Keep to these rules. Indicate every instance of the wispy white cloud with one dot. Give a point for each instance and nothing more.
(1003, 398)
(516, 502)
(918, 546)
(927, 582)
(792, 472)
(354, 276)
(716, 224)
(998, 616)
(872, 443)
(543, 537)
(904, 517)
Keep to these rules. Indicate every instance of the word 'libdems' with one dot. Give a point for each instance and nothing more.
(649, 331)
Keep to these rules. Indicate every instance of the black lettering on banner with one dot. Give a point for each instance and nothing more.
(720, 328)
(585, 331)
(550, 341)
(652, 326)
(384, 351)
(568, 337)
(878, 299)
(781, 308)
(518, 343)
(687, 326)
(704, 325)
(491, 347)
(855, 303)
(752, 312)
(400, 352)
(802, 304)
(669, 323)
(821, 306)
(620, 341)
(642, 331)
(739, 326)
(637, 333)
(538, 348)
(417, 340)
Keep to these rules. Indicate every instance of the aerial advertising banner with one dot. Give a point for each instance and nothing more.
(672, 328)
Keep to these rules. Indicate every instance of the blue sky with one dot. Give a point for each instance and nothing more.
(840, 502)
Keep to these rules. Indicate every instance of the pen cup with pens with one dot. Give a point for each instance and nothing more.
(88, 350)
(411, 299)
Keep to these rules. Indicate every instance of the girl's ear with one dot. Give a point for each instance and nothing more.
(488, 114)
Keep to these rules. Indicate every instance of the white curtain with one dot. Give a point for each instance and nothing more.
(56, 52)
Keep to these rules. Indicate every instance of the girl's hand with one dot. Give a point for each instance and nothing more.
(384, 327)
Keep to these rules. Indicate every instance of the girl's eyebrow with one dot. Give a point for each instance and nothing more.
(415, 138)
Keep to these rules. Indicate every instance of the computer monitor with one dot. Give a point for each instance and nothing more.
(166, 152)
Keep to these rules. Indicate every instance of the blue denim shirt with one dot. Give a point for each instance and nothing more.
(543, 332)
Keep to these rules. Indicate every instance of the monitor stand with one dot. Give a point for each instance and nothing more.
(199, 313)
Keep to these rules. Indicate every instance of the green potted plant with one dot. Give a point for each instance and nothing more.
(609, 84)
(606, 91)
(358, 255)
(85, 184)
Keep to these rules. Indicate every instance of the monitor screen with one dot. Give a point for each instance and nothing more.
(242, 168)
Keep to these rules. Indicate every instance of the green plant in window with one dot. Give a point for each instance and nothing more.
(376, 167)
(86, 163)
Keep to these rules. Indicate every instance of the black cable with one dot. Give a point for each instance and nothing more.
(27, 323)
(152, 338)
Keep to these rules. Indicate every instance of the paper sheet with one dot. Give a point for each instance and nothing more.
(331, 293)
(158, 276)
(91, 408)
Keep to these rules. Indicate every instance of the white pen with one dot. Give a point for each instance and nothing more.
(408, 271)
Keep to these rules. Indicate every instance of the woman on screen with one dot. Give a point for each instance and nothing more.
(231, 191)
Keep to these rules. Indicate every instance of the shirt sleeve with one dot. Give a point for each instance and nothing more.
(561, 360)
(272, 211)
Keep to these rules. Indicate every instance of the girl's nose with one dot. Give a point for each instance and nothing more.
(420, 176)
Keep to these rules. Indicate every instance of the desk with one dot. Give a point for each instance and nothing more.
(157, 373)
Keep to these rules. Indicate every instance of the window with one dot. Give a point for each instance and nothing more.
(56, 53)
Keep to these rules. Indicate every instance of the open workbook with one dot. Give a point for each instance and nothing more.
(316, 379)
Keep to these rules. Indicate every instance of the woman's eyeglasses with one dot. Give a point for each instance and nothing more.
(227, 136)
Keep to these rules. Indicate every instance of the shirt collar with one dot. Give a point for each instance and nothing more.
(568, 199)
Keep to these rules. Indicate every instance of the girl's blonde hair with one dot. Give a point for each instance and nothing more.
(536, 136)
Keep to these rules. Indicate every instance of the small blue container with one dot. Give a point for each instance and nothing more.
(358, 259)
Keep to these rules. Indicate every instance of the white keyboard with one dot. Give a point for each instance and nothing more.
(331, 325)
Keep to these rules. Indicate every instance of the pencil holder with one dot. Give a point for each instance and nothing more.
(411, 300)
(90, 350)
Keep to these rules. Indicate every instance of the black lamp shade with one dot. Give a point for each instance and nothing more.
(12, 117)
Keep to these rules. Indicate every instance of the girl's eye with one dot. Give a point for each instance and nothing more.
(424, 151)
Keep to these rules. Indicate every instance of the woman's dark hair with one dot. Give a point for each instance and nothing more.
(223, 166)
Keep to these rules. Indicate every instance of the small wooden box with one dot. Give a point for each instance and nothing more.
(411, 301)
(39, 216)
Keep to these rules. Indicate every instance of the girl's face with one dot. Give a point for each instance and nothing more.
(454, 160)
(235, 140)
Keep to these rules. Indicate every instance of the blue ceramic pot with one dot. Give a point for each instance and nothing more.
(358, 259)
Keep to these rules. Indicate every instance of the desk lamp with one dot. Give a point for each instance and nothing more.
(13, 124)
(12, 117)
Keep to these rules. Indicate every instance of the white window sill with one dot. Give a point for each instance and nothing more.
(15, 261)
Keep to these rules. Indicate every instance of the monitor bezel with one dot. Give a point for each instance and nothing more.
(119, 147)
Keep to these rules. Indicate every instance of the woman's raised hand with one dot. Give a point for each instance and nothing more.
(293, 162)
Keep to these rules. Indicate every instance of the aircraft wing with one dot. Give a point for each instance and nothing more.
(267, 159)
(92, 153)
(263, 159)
────────────────
Reproduce the listing above verbatim, from first line to last.

**In response**
Keep to these rules. Indicate every instance of the wispy white cloud with one dot. Give a point for each instance and nothing more.
(1003, 398)
(516, 502)
(918, 546)
(927, 582)
(792, 472)
(354, 276)
(716, 224)
(998, 616)
(872, 443)
(543, 537)
(904, 517)
Keep to these rules. Indicate every instance of the word 'libdems' with one dot. Give a point for each instance and nothing more.
(649, 331)
Keep to these rules. Indicate every instance of the black lettering on banner with one dot. Give a point for each instance and nothing more.
(720, 328)
(585, 331)
(550, 341)
(652, 326)
(384, 351)
(568, 337)
(878, 299)
(781, 308)
(518, 343)
(687, 326)
(704, 325)
(491, 347)
(855, 303)
(752, 312)
(400, 352)
(802, 304)
(669, 323)
(821, 306)
(620, 341)
(642, 331)
(739, 326)
(637, 333)
(538, 348)
(417, 340)
Keep to these rules. Indicate every instance of the aerial advertising banner with one dot. Give a point for each instance and nothing more.
(672, 328)
Keep to these rules. Indicate every instance of the blue sky with one dot. Give a point for each instance and nothing more.
(840, 502)
Keep to these rules. Indicate every instance of the pen cup with pens with one dot. Give a point for each instance and nothing more.
(88, 350)
(411, 299)
Keep to these rules. Indicate every instance of the girl's ear with one dot. Give a point for each instance and nothing more.
(488, 114)
Keep to these rules. Indicate every instance of the white curtain with one dot. Give a point for each instance and nothing more.
(56, 52)
Keep to these rules. Indicate every instance of the girl's hand with one dot. Give a point for each instance and nothing more.
(384, 327)
Keep to these rules. Indicate every instance of the girl's eyebrow with one dot. Give a point for each instance and nothing more.
(415, 138)
Keep to these rules. Indicate every instance of the computer monitor with one dot. Give a point for each instance and nothing more.
(166, 152)
Keep to these rules. Indicate every instance of the blue denim shirt with one dot. Give a point for each instance and nothing more.
(543, 332)
Keep to these rules. Indicate every instance of the monitor stand with one dot. Give a point for each instance and nothing more.
(199, 313)
Keep to these rules. Indicate every instance of the green potted plant with one dot. Give a point for each instance and nothing more.
(609, 84)
(606, 91)
(358, 255)
(85, 184)
Keep to these rules. Indicate every instance of the monitor screen with one dot. Give a point for each instance and nothing more.
(242, 168)
Keep to these rules. Indicate every instance of the green plant in window with one dot. Give a point for each instance and nothing more.
(376, 167)
(86, 163)
Keep to these rules. Indicate every instance of the black cable with one dot. Give a point for each instance and nothing more.
(27, 323)
(152, 338)
Keep to these rules. Indicate every instance of the paper sheet with one dot. Give a point for each instance and nothing more.
(331, 293)
(158, 276)
(91, 408)
Keep to these rules. Indicate every instance of the white pen with one dot. Give a point for each instance and nothing more.
(408, 271)
Keep to these rules. Indicate every instance of the woman on screen with one dot. Give a point for each instance and nothing more.
(231, 191)
Keep to these rules. Indicate every instance of the shirt sleeve with one dot. Give a point for each instance and nothing more.
(561, 360)
(272, 211)
Keep to these rules. Indicate every instance of the girl's nose with one dot. Give a point for each instance and nothing more.
(420, 176)
Keep to these rules. Indicate every instance of the desk with one dot. Give a point for each instance and nothing more.
(157, 373)
Keep to these rules. Indicate every instance of the window with one dot. Give a point for each instance and nothing more.
(56, 53)
Keep to these rules. Indicate every instance of the open workbook with one dot. Give a point for each instance and nothing more.
(316, 379)
Keep to these rules. Indicate every instance of the woman's eyeglasses with one dot. Give a point for each instance and nothing more.
(227, 136)
Keep to these rules. Indicate every instance of the shirt collar with one dot. Give a point for each instance and nothing more.
(568, 199)
Keep to these rules. Indicate every instance of the girl's blonde hair with one dot. Give a point for each instance and nothing more.
(536, 136)
Keep to these rules. Indicate every instance of the small blue container with one dot. Give a point for each instance and nothing more.
(358, 259)
Keep to these rules. Indicate every instance of the white keyboard with one dot. Give a point for each instance and nothing more.
(331, 325)
Keep to these rules. Indicate every instance of the pencil holder with one dot. Give a point for each instance and nothing more.
(411, 300)
(90, 350)
Keep to these rules. Indicate every instance of the black lamp shade with one dot. Give a point for each instance and nothing more.
(12, 117)
Keep to these rules. Indicate every instance of the girl's eye with one dot. Give a point for each instance and nothing more.
(424, 151)
Keep to these rules. Indicate every instance of the woman's dark hair with one dot. Give a point for each instance and nothing more.
(223, 166)
Keep to these rules. Indicate every instance of the small wooden box with one dot. Give a point for each instance and nothing more.
(411, 301)
(39, 216)
Keep to these rules. Indicate every instance of the girl's face with one dot. Give a point for each instance and nothing more.
(454, 160)
(235, 140)
Keep to these rules. Indicate every instance of the blue ceramic pot with one dot. Give a point for each instance and nothing more.
(358, 259)
Keep to these rules. Indicate every instance of the desk lamp with one dot. Give a point for each instance and nothing more.
(13, 124)
(12, 117)
Keep to these rules. Indicate every instance of the white window sill with one dot. Give a point for each instance and nothing more.
(15, 261)
Keep to these rules. Indicate every instance of the monitor bezel with one dot. Give a point for each instance and nothing more.
(119, 147)
Keep to these rules. Indicate every instance of the woman's raised hand with one dot. Give a point for each instance and nothing more.
(293, 162)
Keep to these rules. Indicate every instance of the aircraft wing with one dot. Give a point for each instance and nothing more.
(267, 159)
(92, 153)
(263, 159)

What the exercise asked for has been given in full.